(GIVEN INFORMATION begins)

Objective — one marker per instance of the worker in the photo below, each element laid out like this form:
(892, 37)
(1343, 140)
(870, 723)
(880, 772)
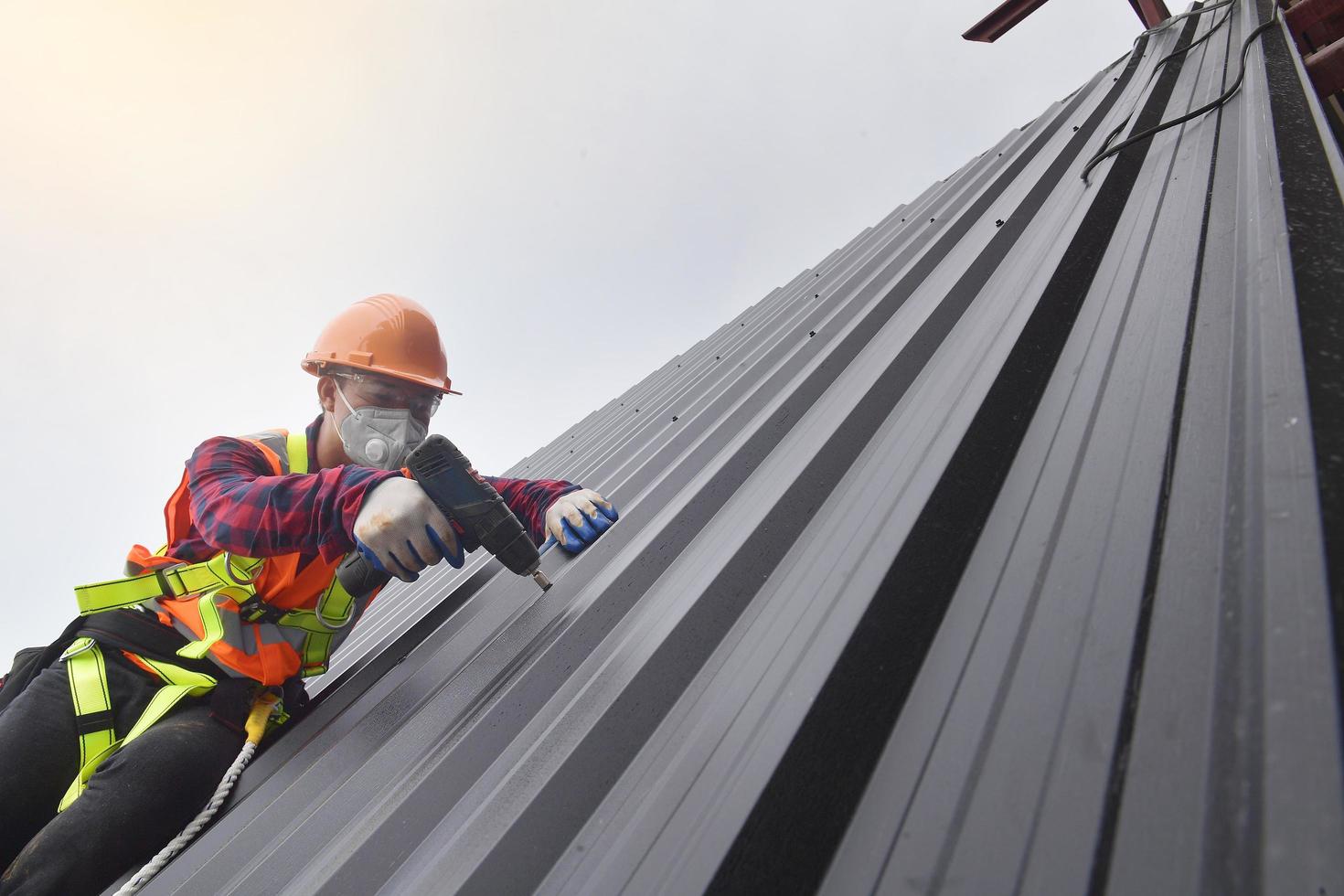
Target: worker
(128, 721)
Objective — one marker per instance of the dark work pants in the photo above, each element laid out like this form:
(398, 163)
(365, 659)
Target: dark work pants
(136, 802)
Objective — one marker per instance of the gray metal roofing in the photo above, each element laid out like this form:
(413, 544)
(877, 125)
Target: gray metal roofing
(998, 552)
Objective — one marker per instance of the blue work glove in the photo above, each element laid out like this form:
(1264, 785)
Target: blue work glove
(577, 518)
(400, 531)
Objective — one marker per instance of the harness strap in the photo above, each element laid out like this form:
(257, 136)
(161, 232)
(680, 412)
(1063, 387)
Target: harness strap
(85, 664)
(168, 581)
(91, 700)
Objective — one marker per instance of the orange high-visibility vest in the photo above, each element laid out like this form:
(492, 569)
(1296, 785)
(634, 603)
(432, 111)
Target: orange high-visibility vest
(263, 620)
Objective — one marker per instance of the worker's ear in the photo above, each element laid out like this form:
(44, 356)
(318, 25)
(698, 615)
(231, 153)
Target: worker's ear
(326, 392)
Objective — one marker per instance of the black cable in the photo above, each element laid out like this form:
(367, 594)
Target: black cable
(1105, 144)
(1168, 23)
(1209, 106)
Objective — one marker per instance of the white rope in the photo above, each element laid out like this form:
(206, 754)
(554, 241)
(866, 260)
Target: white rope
(177, 842)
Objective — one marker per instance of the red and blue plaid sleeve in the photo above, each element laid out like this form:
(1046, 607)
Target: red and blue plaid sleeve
(238, 506)
(529, 498)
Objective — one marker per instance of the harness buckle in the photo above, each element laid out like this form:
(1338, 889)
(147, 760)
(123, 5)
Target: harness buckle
(257, 610)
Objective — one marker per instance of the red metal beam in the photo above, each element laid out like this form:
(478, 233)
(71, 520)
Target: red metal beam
(1009, 12)
(1326, 68)
(1315, 23)
(1004, 16)
(1151, 12)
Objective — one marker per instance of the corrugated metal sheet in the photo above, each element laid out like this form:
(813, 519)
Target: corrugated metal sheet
(998, 552)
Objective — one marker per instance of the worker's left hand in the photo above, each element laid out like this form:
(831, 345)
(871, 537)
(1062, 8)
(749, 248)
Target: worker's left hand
(577, 518)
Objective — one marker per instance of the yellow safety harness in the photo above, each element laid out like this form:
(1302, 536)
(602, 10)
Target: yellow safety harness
(93, 706)
(223, 577)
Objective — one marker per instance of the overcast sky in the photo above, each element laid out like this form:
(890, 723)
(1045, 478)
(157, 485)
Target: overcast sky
(578, 191)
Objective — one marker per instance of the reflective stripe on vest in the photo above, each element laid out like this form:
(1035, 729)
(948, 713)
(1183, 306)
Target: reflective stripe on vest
(215, 603)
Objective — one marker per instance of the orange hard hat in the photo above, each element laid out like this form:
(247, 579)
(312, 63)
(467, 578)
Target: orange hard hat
(388, 335)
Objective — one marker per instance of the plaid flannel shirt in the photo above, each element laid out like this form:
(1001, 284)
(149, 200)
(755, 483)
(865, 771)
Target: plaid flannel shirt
(238, 506)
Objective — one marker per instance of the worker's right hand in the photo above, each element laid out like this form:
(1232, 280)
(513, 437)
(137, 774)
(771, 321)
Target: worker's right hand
(400, 531)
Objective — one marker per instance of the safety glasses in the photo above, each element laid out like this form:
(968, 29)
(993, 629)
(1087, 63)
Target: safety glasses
(379, 391)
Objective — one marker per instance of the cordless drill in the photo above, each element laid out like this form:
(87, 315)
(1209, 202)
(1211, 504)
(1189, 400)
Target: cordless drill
(461, 495)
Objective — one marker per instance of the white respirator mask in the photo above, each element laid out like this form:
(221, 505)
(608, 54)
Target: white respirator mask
(379, 437)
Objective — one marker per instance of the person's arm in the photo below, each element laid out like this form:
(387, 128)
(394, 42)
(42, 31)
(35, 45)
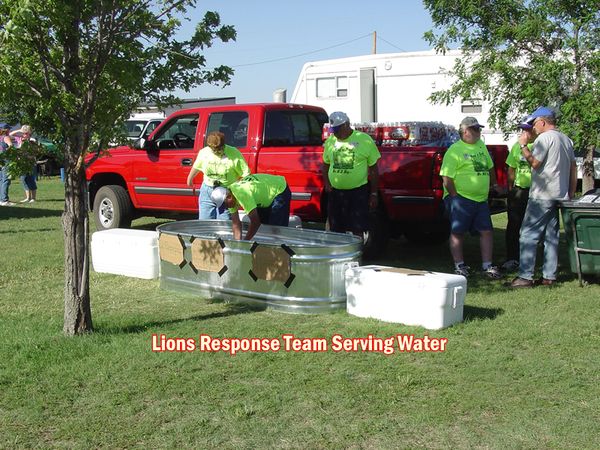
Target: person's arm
(374, 184)
(236, 226)
(511, 177)
(191, 175)
(449, 185)
(254, 224)
(326, 183)
(573, 180)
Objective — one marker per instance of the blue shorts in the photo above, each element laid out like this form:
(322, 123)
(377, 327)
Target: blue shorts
(467, 215)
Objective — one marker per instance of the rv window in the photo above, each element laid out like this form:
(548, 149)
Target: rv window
(233, 124)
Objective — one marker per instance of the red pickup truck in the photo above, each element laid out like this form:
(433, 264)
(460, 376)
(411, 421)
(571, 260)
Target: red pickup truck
(277, 138)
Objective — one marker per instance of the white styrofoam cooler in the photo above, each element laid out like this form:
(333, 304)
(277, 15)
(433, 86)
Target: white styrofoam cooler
(133, 253)
(430, 299)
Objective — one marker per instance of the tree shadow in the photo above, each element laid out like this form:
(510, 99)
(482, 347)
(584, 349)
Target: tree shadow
(477, 313)
(232, 310)
(15, 212)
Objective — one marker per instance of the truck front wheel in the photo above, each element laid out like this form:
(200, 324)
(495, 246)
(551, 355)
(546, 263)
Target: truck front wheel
(112, 208)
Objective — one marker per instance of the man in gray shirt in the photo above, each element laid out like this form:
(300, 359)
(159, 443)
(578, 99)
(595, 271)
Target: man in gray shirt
(553, 178)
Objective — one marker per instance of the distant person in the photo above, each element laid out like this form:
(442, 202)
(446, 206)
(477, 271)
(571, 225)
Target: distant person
(350, 175)
(28, 181)
(5, 143)
(467, 173)
(519, 180)
(264, 198)
(221, 165)
(553, 178)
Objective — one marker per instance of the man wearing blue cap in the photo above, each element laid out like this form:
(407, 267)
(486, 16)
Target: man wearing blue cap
(553, 178)
(350, 176)
(519, 181)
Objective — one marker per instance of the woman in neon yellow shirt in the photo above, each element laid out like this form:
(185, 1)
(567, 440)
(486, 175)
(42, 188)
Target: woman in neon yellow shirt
(221, 165)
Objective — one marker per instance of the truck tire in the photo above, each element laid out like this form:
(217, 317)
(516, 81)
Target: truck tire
(375, 239)
(112, 208)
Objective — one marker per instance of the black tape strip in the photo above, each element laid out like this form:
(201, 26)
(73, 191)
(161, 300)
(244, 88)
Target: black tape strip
(288, 250)
(289, 280)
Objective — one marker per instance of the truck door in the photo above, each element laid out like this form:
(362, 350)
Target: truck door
(159, 178)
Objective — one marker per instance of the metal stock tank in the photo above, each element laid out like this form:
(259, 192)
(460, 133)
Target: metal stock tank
(284, 269)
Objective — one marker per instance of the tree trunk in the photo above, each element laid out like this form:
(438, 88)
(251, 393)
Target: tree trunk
(587, 179)
(78, 314)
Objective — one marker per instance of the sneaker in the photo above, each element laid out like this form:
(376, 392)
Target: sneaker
(521, 283)
(493, 272)
(463, 270)
(510, 265)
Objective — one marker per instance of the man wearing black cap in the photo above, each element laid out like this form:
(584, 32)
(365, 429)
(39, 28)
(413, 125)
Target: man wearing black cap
(467, 172)
(519, 180)
(553, 178)
(5, 142)
(350, 175)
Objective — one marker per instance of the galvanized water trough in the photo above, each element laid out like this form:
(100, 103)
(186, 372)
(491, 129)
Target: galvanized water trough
(284, 269)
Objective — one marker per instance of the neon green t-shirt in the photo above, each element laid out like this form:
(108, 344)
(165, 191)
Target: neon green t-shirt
(517, 161)
(257, 191)
(349, 159)
(225, 169)
(469, 166)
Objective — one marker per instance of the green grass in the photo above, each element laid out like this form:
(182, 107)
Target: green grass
(520, 372)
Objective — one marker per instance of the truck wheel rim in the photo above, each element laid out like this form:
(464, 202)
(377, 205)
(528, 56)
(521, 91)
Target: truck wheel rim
(106, 212)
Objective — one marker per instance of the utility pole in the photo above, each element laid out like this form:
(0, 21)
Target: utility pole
(374, 42)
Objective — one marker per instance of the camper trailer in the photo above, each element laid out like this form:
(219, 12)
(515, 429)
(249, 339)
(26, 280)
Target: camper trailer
(391, 87)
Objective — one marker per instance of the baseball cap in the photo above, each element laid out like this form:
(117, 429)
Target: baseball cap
(470, 122)
(218, 195)
(337, 118)
(542, 111)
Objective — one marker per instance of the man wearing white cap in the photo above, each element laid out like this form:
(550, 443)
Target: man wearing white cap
(553, 178)
(350, 175)
(265, 199)
(467, 173)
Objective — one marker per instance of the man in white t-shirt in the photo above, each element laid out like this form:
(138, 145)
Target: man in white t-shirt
(553, 178)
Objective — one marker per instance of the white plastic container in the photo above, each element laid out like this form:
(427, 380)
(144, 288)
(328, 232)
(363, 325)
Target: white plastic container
(429, 299)
(133, 253)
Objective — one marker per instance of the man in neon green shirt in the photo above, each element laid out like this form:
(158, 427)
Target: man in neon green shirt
(467, 172)
(265, 199)
(519, 181)
(350, 176)
(221, 165)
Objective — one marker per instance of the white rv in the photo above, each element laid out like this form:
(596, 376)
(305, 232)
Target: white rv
(391, 87)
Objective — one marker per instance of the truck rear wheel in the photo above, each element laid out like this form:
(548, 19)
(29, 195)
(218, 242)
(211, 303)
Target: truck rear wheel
(112, 208)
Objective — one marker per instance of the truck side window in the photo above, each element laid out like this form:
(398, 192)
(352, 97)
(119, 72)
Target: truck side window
(233, 124)
(179, 133)
(286, 128)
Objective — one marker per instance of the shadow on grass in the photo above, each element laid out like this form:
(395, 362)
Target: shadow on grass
(25, 212)
(232, 310)
(477, 313)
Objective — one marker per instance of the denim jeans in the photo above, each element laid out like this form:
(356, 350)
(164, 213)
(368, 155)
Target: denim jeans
(541, 219)
(208, 209)
(4, 184)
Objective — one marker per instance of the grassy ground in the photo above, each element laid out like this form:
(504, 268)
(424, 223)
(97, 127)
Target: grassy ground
(520, 372)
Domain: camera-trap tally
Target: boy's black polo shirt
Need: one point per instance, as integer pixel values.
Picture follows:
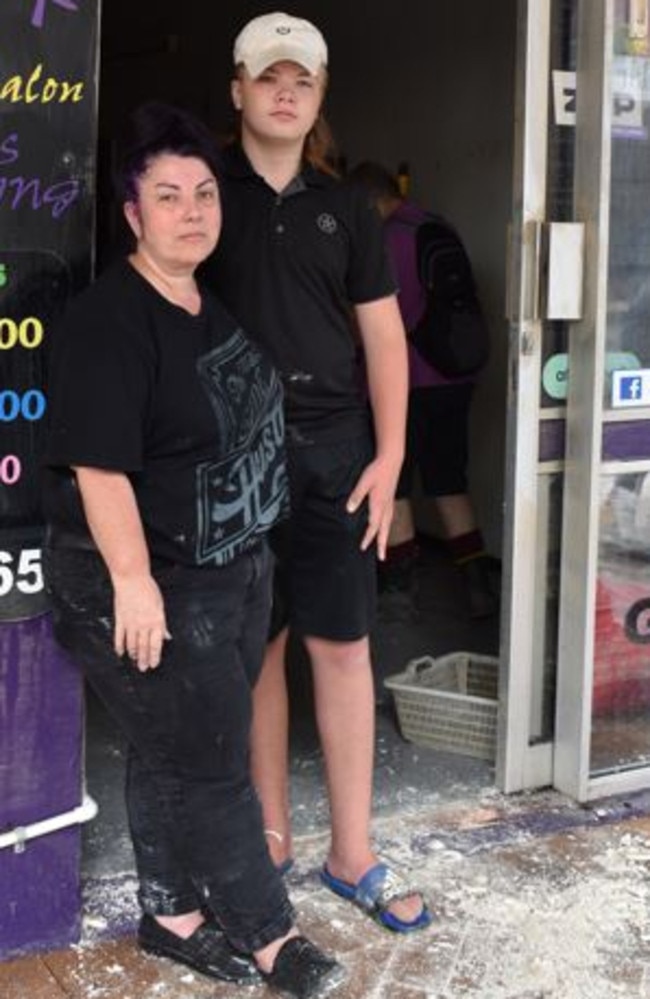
(290, 267)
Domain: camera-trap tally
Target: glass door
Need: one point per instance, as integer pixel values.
(575, 684)
(603, 730)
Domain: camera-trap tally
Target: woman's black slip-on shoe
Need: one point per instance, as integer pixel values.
(302, 971)
(207, 951)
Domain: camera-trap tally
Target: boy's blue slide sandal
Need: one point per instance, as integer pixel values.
(376, 890)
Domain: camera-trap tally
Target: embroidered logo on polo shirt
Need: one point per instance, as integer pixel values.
(327, 223)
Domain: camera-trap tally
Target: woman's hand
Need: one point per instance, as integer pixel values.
(114, 521)
(140, 626)
(377, 485)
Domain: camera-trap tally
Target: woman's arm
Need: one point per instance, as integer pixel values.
(115, 524)
(384, 344)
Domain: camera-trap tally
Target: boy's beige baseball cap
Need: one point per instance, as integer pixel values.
(277, 37)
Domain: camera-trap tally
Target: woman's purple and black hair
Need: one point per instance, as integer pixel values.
(154, 129)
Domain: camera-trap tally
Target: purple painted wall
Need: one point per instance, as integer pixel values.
(48, 121)
(41, 748)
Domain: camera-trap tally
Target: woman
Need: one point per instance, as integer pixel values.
(300, 255)
(165, 471)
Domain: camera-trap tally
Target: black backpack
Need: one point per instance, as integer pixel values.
(452, 334)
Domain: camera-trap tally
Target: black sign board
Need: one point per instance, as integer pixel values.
(48, 115)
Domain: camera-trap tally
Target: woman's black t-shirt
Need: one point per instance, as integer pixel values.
(185, 405)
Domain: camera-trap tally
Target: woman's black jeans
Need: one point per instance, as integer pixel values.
(194, 817)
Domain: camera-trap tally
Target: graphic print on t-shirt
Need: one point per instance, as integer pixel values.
(246, 490)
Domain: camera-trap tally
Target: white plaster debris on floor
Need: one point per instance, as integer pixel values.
(557, 916)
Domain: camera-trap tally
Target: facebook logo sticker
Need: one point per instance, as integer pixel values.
(631, 388)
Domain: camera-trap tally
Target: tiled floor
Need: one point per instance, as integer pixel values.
(535, 897)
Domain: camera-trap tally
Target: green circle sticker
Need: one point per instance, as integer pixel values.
(555, 374)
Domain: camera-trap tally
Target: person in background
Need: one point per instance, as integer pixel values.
(165, 470)
(301, 262)
(437, 429)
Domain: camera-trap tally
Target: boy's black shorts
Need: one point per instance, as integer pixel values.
(437, 440)
(325, 586)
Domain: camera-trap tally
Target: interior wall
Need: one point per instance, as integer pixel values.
(430, 82)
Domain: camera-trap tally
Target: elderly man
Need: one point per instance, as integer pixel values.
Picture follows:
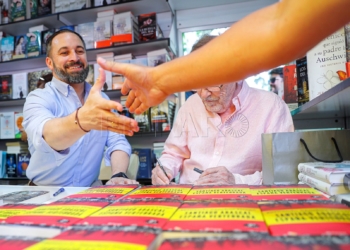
(218, 130)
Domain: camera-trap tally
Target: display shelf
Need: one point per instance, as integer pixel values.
(333, 104)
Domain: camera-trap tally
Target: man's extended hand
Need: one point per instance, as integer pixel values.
(216, 176)
(159, 178)
(96, 112)
(120, 180)
(142, 88)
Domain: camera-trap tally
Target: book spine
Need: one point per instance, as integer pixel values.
(314, 172)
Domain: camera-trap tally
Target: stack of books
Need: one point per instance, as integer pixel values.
(326, 177)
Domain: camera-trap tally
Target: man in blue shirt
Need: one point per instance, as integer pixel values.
(69, 123)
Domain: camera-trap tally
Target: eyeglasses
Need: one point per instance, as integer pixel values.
(211, 89)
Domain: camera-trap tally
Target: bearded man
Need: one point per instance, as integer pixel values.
(218, 130)
(69, 123)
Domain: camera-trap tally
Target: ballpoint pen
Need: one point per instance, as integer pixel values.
(162, 168)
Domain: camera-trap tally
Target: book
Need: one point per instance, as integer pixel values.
(22, 164)
(223, 216)
(19, 85)
(218, 192)
(330, 189)
(145, 166)
(285, 192)
(7, 46)
(100, 238)
(325, 61)
(174, 192)
(326, 172)
(105, 192)
(19, 196)
(11, 209)
(33, 44)
(7, 125)
(303, 218)
(302, 80)
(5, 87)
(18, 10)
(137, 213)
(62, 213)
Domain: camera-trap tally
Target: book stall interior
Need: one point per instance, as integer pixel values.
(298, 197)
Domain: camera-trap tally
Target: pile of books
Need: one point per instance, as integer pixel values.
(326, 177)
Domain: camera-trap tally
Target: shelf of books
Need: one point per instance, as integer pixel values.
(334, 103)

(GIVEN INFORMATION ends)

**THE PROBLEM:** Write out, exactly as given, the line containing "Target: man in blue shirt" and every line after it to the end of the records. Include nothing else.

**RESPONSE AREA:**
Target: man in blue shirt
Need: one point per instance, as integer pixel values.
(69, 123)
Domain: camera-trap tally
Target: eyeglasses
Need: one point per instance, as integer pixel values.
(211, 89)
Domain: camera-trap tally
Target: bearded man
Need: one point per instance, as integer pixel values.
(218, 130)
(69, 123)
Domain: camera-trap tally
Target: ballpoint pen
Need: one point per instance, as integer pixel values.
(162, 168)
Domain: camera-trap tally
Target: book
Need: one point per instance, as integer pixel values.
(22, 164)
(223, 216)
(19, 85)
(218, 192)
(330, 189)
(145, 166)
(285, 192)
(7, 46)
(100, 238)
(325, 61)
(174, 192)
(326, 172)
(105, 192)
(19, 196)
(11, 209)
(33, 44)
(7, 125)
(303, 218)
(302, 80)
(5, 87)
(18, 10)
(137, 213)
(62, 213)
Domain: camera-trap tally
Target: book stall interior
Need: one point per instance, as integer pixel values.
(298, 197)
Domain: camera-trap tally
Target: pile of books
Need: one point per instance, as integer pixel values.
(326, 177)
Domain: camera-trap tally
Target: shelf of books
Need: one point per instance, as integer pixel values.
(334, 103)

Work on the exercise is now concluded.